### Extract provided
# Suggested Alpine Newt Setup?



## diamondwolf130 (Oct 19, 2009)

Is there anyone with much experience on these guys? Or similar Newts as I'm looking into getting a few soon but I need to set their tank up.

Got a 45 Litre running at the moment just with snails in. No decor as I've not had the time to set it up.

I'm thinking sand substrate
Various fake plants and vines
A few river rocks here and there
A cave
And a land area built with rocks or just a piece of cork bark.

Sounds boring I know but I dont have the money or imagination to make it amazing lol.
Just want it to be comfortable for the newts.

Can anyone suggest a better setup? I'm a newbie to amphibs so would appreciate any help you can give.

Thankyou! :2thumb:


----------



## fatlad69 (Oct 22, 2009)

I no nothing about newts. Give Marc a ring at Dartfrog - Everything for the Amphibian Keeper , he is very knowlegeable about newts and sals.


----------



## diamondwolf130 (Oct 19, 2009)

fatlad69 said:


> I no nothing about newts. Give Marc a ring at Dartfrog - Everything for the Amphibian Keeper , he is very knowlegeable about newts and sals.


Thanks for the advice .

Good website set up there!

I'm going into a store later today to look at some alpine newts, I'll take note of their enclosure.

May well give Marc a call though as it looks like he has a larger variety of Newts!


----------



## spend_day (Apr 10, 2008)

### Task to complete
Please retype the newt tank thread above word for word, everything from "# Suggested Alpine" down to "to set it up.".

### Information supplied
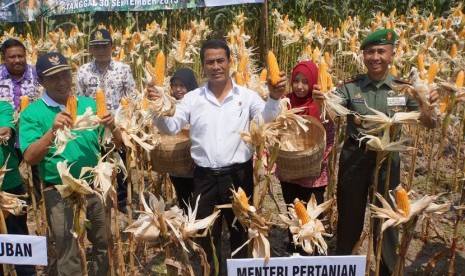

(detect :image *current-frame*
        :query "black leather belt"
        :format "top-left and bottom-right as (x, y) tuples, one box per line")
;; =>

### Reply
# Suggested Alpine Newt Setup?



## diamondwolf130 (Oct 19, 2009)

Is there anyone with much experience on these guys? Or similar Newts as I'm looking into getting a few soon but I need to set their tank up.

Got a 45 Litre running at the moment just with snails in. No decor as I've not had the time to set it up.